_Exercise goal:_ Exclude pictures; retype the lines below from the line containing "Find the yellow" through the end of the records, both ends kept.

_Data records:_
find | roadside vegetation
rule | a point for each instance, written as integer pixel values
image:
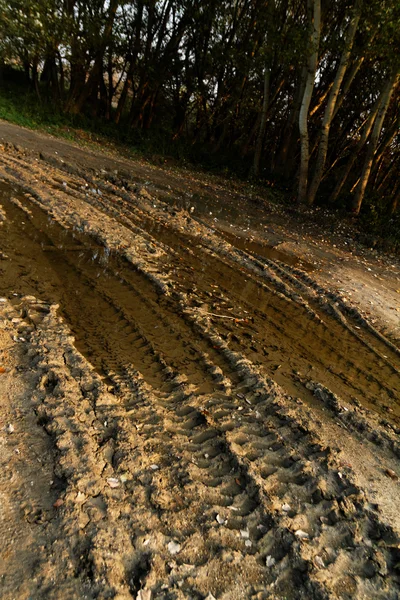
(302, 95)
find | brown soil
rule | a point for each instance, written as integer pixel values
(199, 392)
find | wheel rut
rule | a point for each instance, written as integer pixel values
(183, 457)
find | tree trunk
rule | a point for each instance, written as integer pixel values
(385, 101)
(356, 151)
(96, 72)
(314, 20)
(329, 111)
(263, 123)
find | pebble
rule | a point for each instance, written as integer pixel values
(320, 562)
(144, 595)
(301, 534)
(113, 482)
(270, 561)
(174, 548)
(391, 474)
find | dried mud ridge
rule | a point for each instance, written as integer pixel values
(182, 380)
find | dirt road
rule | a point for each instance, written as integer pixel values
(197, 399)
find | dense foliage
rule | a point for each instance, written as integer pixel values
(300, 92)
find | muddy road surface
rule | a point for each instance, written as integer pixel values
(186, 412)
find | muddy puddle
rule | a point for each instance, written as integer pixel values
(120, 322)
(110, 308)
(260, 250)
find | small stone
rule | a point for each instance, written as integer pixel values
(319, 562)
(391, 474)
(174, 548)
(144, 595)
(270, 561)
(302, 535)
(113, 482)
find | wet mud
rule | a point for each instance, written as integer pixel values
(183, 376)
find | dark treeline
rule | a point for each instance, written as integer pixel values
(303, 92)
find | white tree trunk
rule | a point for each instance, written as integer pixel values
(362, 184)
(314, 20)
(330, 107)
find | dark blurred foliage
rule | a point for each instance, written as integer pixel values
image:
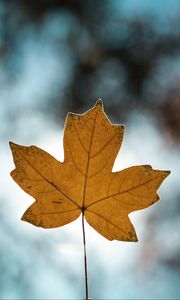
(129, 62)
(114, 57)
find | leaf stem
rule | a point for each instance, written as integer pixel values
(85, 257)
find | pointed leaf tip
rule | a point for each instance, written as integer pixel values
(99, 102)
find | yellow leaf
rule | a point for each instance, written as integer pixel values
(84, 182)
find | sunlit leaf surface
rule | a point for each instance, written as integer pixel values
(84, 182)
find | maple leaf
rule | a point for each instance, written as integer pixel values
(84, 182)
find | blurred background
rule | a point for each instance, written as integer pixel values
(62, 55)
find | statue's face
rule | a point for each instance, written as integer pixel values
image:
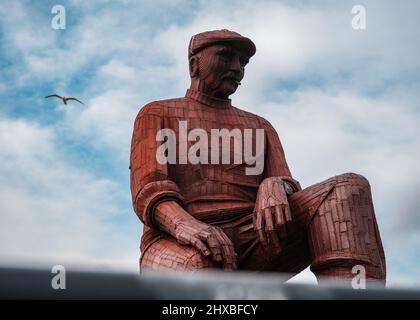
(220, 70)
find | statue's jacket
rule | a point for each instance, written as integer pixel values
(212, 193)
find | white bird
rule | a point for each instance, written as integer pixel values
(64, 99)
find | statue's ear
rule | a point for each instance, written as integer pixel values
(193, 64)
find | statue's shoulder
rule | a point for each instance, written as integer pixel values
(159, 107)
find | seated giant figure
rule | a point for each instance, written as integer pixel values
(215, 215)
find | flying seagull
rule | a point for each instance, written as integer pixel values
(64, 99)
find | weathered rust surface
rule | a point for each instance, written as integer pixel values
(206, 215)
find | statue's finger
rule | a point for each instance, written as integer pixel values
(215, 248)
(228, 250)
(259, 228)
(275, 242)
(278, 215)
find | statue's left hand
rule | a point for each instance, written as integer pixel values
(271, 213)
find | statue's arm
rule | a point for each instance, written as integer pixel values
(149, 179)
(272, 211)
(157, 200)
(275, 160)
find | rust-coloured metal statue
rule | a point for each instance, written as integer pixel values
(215, 214)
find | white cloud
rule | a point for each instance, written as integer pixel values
(341, 100)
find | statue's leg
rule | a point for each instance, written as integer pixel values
(167, 254)
(343, 232)
(333, 229)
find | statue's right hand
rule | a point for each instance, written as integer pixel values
(209, 240)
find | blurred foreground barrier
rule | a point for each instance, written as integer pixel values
(40, 284)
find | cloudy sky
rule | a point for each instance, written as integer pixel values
(342, 100)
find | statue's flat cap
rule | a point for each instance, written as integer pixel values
(205, 39)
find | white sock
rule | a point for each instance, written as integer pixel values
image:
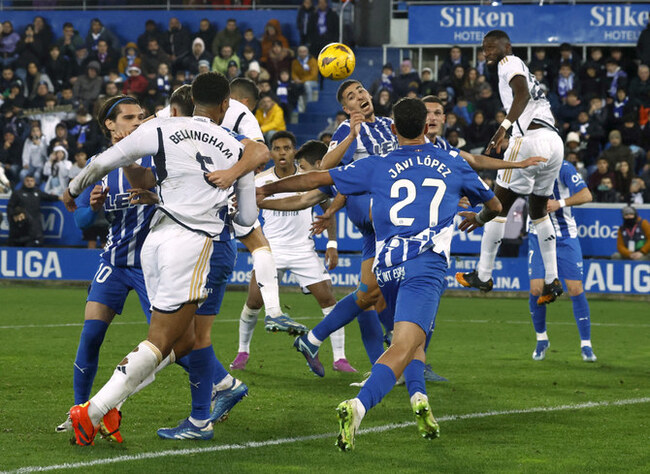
(337, 338)
(546, 238)
(247, 322)
(266, 275)
(492, 236)
(131, 372)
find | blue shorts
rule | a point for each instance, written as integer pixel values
(413, 289)
(111, 286)
(569, 259)
(222, 264)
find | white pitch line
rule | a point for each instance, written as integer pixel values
(275, 442)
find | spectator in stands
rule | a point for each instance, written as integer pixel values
(323, 27)
(88, 87)
(153, 56)
(633, 239)
(11, 156)
(272, 32)
(34, 155)
(304, 70)
(8, 41)
(206, 32)
(24, 214)
(270, 117)
(455, 59)
(99, 32)
(251, 42)
(178, 41)
(229, 36)
(302, 20)
(408, 78)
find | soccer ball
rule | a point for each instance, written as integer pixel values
(336, 61)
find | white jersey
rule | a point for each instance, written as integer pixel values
(538, 109)
(285, 229)
(184, 149)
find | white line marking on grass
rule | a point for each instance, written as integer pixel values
(275, 442)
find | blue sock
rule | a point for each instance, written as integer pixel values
(85, 364)
(201, 377)
(414, 377)
(581, 313)
(537, 313)
(387, 320)
(344, 312)
(371, 334)
(381, 381)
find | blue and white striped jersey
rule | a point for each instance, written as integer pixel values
(567, 184)
(129, 224)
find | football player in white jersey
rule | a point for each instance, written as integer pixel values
(177, 250)
(533, 133)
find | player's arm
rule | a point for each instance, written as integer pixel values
(255, 154)
(295, 203)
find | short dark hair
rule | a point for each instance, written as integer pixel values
(245, 87)
(110, 109)
(210, 88)
(410, 117)
(312, 151)
(283, 134)
(343, 87)
(182, 98)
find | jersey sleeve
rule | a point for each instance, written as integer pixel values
(570, 177)
(356, 177)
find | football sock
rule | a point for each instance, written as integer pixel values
(381, 381)
(337, 338)
(582, 316)
(134, 368)
(547, 241)
(344, 312)
(537, 313)
(85, 364)
(414, 377)
(247, 322)
(202, 366)
(386, 319)
(372, 335)
(492, 236)
(266, 275)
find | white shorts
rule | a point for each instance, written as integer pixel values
(175, 264)
(303, 263)
(538, 179)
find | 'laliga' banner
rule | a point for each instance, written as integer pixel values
(528, 24)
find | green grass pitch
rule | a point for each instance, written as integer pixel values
(521, 415)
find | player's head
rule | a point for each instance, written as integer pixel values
(435, 116)
(283, 149)
(410, 117)
(210, 93)
(496, 45)
(353, 97)
(119, 116)
(181, 103)
(310, 155)
(245, 91)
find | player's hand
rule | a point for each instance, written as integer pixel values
(142, 197)
(498, 141)
(222, 179)
(532, 161)
(68, 200)
(469, 222)
(98, 197)
(331, 259)
(552, 205)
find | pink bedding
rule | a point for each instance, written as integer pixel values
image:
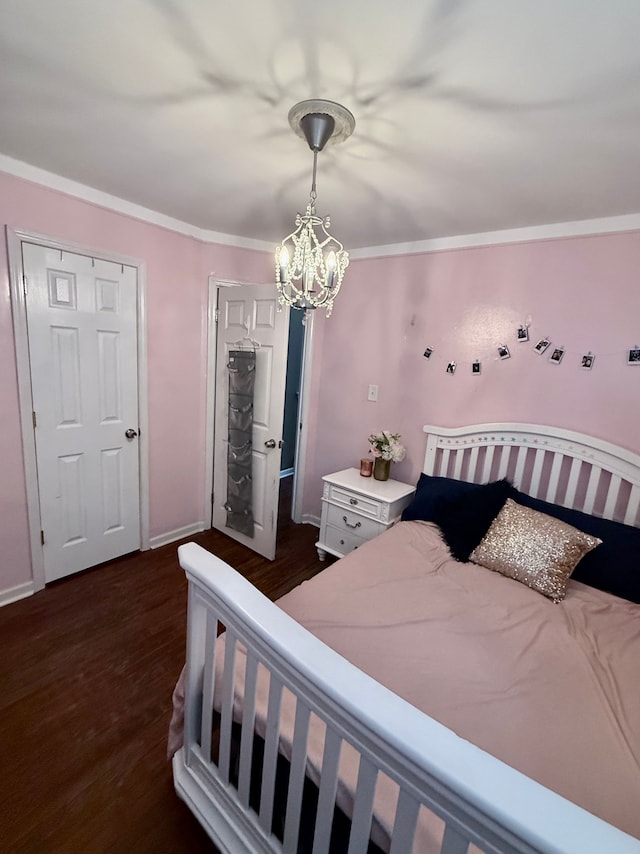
(552, 690)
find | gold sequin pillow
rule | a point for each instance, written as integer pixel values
(533, 548)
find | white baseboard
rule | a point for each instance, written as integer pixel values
(20, 591)
(178, 534)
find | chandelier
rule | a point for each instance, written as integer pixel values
(310, 263)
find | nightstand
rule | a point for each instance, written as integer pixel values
(356, 509)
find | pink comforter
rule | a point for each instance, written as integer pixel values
(552, 690)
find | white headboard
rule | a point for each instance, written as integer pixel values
(559, 466)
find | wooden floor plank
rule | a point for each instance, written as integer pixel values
(87, 668)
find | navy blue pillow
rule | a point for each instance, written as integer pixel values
(463, 511)
(615, 565)
(465, 519)
(431, 492)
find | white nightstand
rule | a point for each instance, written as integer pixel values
(356, 508)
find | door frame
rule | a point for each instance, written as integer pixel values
(303, 404)
(15, 238)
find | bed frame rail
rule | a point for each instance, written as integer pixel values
(559, 466)
(478, 799)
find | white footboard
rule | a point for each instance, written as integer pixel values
(477, 798)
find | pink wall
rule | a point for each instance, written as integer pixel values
(177, 271)
(581, 292)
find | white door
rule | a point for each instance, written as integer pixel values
(82, 329)
(247, 314)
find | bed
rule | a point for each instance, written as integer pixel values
(471, 753)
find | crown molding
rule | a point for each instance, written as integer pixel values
(553, 231)
(578, 228)
(19, 169)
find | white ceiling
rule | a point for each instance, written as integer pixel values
(471, 115)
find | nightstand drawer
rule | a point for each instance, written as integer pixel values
(341, 541)
(364, 505)
(349, 521)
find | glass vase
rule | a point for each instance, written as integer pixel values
(381, 469)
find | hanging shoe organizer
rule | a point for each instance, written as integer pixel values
(239, 503)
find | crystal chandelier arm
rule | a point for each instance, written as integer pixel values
(310, 263)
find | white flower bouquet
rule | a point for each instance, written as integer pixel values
(387, 445)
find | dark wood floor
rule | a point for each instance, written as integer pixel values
(87, 668)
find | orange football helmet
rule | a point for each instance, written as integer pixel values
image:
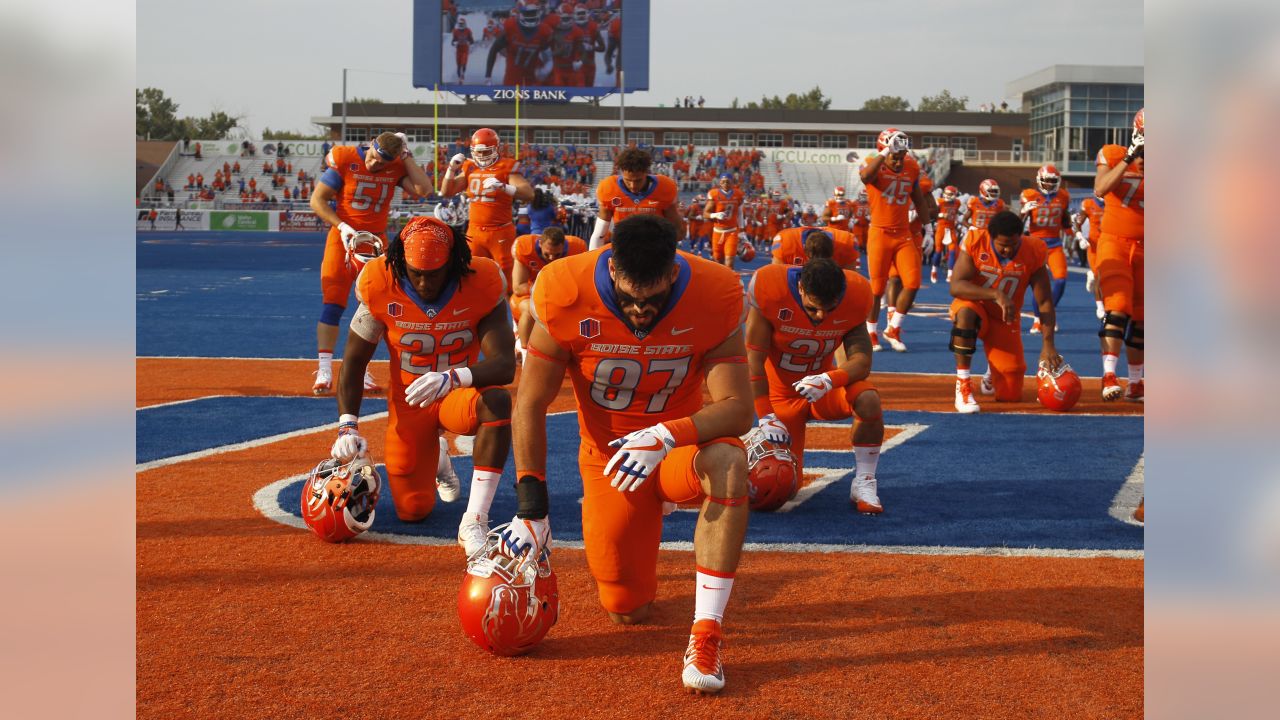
(771, 472)
(507, 605)
(484, 147)
(338, 499)
(1057, 390)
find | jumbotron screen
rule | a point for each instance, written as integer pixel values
(553, 51)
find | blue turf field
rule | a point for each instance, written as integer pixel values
(257, 295)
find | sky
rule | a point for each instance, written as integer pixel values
(279, 63)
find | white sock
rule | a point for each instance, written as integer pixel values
(865, 458)
(444, 468)
(484, 486)
(1109, 363)
(712, 595)
(1134, 373)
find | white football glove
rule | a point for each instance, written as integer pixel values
(348, 446)
(432, 387)
(526, 537)
(638, 456)
(773, 429)
(813, 387)
(346, 232)
(405, 149)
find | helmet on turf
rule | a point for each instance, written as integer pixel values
(771, 472)
(886, 136)
(530, 13)
(338, 499)
(364, 247)
(507, 604)
(1047, 178)
(1057, 390)
(484, 147)
(988, 190)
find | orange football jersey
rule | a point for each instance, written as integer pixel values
(364, 197)
(981, 213)
(837, 208)
(1093, 212)
(1046, 220)
(799, 346)
(1010, 277)
(489, 208)
(625, 379)
(424, 336)
(1124, 208)
(529, 253)
(890, 194)
(659, 194)
(789, 246)
(730, 204)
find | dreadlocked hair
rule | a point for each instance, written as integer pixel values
(460, 256)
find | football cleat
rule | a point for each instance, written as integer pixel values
(1057, 390)
(863, 496)
(1111, 388)
(771, 472)
(472, 532)
(895, 338)
(703, 669)
(338, 499)
(447, 483)
(507, 605)
(324, 381)
(986, 386)
(965, 404)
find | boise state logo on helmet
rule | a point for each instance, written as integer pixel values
(771, 473)
(507, 605)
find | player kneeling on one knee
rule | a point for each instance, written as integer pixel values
(995, 268)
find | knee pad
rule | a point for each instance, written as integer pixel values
(1114, 326)
(968, 335)
(1133, 336)
(330, 314)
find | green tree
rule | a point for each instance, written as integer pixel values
(891, 103)
(156, 115)
(942, 103)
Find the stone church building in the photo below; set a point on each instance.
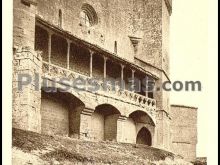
(98, 39)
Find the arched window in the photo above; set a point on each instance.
(85, 19)
(88, 16)
(60, 18)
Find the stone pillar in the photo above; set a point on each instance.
(68, 53)
(105, 62)
(133, 80)
(91, 58)
(121, 128)
(27, 100)
(49, 47)
(122, 72)
(85, 123)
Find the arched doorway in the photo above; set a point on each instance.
(144, 137)
(139, 128)
(104, 122)
(60, 112)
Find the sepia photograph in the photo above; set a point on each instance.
(110, 82)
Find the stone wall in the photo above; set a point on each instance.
(26, 100)
(54, 115)
(184, 131)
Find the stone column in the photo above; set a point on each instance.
(49, 47)
(105, 69)
(122, 72)
(133, 81)
(121, 128)
(146, 86)
(68, 53)
(91, 58)
(26, 115)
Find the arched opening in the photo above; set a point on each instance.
(139, 128)
(88, 15)
(144, 137)
(60, 18)
(60, 113)
(104, 122)
(41, 42)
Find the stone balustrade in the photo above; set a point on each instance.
(108, 90)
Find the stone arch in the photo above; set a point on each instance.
(104, 122)
(141, 117)
(134, 123)
(144, 137)
(60, 112)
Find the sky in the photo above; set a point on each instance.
(188, 59)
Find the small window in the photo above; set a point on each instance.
(116, 47)
(85, 19)
(88, 16)
(60, 18)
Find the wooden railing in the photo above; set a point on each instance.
(104, 89)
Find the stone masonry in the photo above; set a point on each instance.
(115, 40)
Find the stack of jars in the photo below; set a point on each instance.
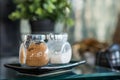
(43, 49)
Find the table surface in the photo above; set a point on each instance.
(81, 72)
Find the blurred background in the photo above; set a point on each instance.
(94, 20)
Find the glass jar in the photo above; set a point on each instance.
(59, 48)
(34, 51)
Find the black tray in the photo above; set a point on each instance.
(44, 69)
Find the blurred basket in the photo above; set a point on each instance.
(109, 58)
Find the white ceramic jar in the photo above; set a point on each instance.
(59, 49)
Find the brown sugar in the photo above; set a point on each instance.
(36, 54)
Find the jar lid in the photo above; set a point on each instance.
(61, 36)
(35, 37)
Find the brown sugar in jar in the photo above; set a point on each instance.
(37, 55)
(34, 51)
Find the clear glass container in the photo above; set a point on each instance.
(33, 50)
(59, 48)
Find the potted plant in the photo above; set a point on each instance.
(42, 14)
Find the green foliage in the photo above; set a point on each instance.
(56, 10)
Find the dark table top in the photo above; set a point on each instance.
(80, 72)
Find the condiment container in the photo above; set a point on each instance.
(59, 48)
(34, 51)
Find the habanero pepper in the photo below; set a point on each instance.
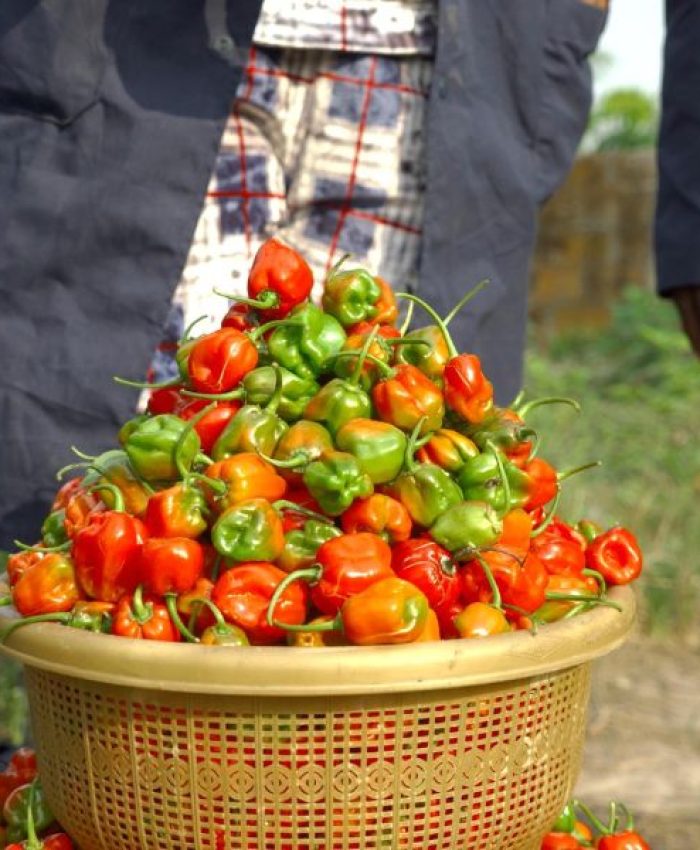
(378, 514)
(425, 490)
(447, 449)
(430, 567)
(49, 586)
(143, 619)
(178, 511)
(105, 553)
(170, 564)
(243, 594)
(335, 481)
(302, 544)
(305, 442)
(249, 531)
(379, 447)
(306, 341)
(351, 296)
(245, 476)
(616, 555)
(219, 361)
(260, 386)
(345, 566)
(389, 611)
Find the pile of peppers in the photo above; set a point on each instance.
(317, 475)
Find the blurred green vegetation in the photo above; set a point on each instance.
(622, 119)
(639, 386)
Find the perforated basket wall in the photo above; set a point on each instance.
(473, 768)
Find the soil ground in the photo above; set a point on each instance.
(643, 744)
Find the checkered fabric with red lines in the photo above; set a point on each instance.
(324, 149)
(366, 26)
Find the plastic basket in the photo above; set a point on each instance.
(453, 745)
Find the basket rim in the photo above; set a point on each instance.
(303, 672)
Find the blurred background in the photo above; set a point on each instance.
(599, 333)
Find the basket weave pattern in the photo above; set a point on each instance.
(472, 768)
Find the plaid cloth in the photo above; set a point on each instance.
(324, 149)
(364, 26)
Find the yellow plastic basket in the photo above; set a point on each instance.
(453, 745)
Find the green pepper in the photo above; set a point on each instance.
(424, 489)
(379, 447)
(351, 296)
(252, 429)
(17, 807)
(467, 525)
(335, 481)
(53, 532)
(162, 448)
(261, 383)
(306, 341)
(301, 544)
(490, 478)
(249, 531)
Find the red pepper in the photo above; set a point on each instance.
(105, 554)
(348, 564)
(616, 555)
(21, 770)
(279, 279)
(220, 360)
(560, 555)
(143, 619)
(467, 391)
(426, 564)
(243, 595)
(164, 400)
(211, 425)
(170, 564)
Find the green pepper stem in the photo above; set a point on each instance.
(363, 355)
(412, 445)
(495, 592)
(277, 392)
(550, 516)
(142, 611)
(383, 367)
(523, 409)
(25, 547)
(188, 330)
(581, 597)
(144, 385)
(32, 842)
(407, 321)
(303, 459)
(183, 472)
(62, 617)
(505, 483)
(465, 299)
(231, 395)
(596, 822)
(171, 605)
(269, 299)
(119, 504)
(311, 574)
(284, 504)
(599, 577)
(567, 473)
(452, 349)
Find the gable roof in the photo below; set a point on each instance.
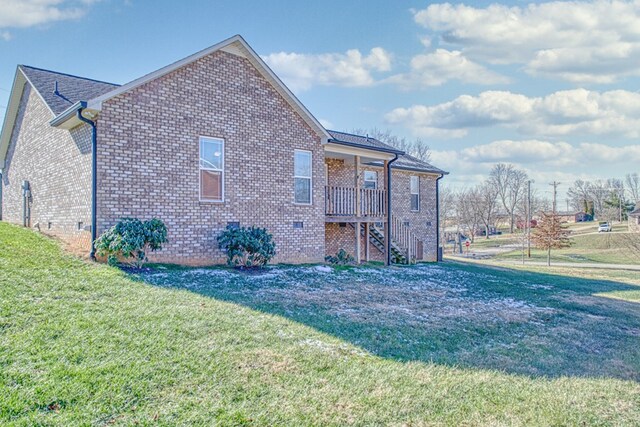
(71, 89)
(405, 161)
(235, 45)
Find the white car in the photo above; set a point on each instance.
(604, 227)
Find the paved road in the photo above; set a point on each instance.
(634, 267)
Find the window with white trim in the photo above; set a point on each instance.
(302, 176)
(371, 180)
(414, 190)
(211, 169)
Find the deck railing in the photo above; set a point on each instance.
(349, 201)
(405, 239)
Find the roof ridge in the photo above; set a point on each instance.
(355, 134)
(68, 75)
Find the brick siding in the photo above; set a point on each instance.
(57, 164)
(148, 153)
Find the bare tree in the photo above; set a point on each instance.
(468, 216)
(417, 148)
(579, 195)
(549, 234)
(486, 203)
(447, 208)
(633, 186)
(510, 186)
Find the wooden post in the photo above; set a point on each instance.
(387, 229)
(357, 185)
(358, 254)
(366, 241)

_Solution to the problem:_
Find the yellow plastic basket in the photo above; set a point on each instance.
(453, 745)
Find the green pepper in the photo above; set a point on each instance.
(424, 489)
(379, 447)
(351, 296)
(252, 429)
(17, 807)
(467, 525)
(335, 481)
(53, 532)
(162, 448)
(261, 383)
(306, 341)
(301, 544)
(490, 478)
(249, 531)
Find the red pepper in the photo above; set a point on each instance.
(105, 554)
(348, 564)
(616, 555)
(21, 770)
(279, 279)
(220, 360)
(560, 555)
(143, 619)
(467, 391)
(426, 564)
(243, 595)
(164, 400)
(211, 425)
(170, 564)
Find the green pepper stem in the photo above; set a point on each instance.
(363, 355)
(412, 445)
(495, 592)
(277, 392)
(550, 516)
(142, 611)
(383, 367)
(523, 409)
(25, 547)
(188, 330)
(581, 597)
(144, 385)
(32, 842)
(407, 321)
(303, 459)
(183, 472)
(62, 617)
(505, 483)
(465, 299)
(231, 395)
(596, 822)
(171, 605)
(269, 299)
(119, 504)
(311, 574)
(284, 504)
(599, 577)
(567, 473)
(452, 349)
Find the gable roof in the photo below; set a point on each instance.
(71, 89)
(405, 161)
(235, 45)
Find the white car in the photo above; set a point on each instance.
(604, 227)
Find the paved road in the photo above; set a point on each instance.
(634, 267)
Find the window with white trim in the photo above; set a point on each instance.
(302, 176)
(371, 180)
(414, 190)
(211, 169)
Find the deck railing in the photo above; set a point on each instance.
(349, 201)
(405, 239)
Find the roof ridge in the photo above; set a point on each instance.
(355, 134)
(68, 75)
Find the brick siding in the photo above; set a point on each instance.
(57, 164)
(148, 153)
Find the bare tree in the photo above; set a point on each instance.
(468, 216)
(417, 148)
(579, 195)
(549, 234)
(486, 203)
(447, 208)
(633, 186)
(510, 186)
Find the wooden post in the photo above; set a point on each instance.
(387, 229)
(357, 185)
(358, 254)
(366, 241)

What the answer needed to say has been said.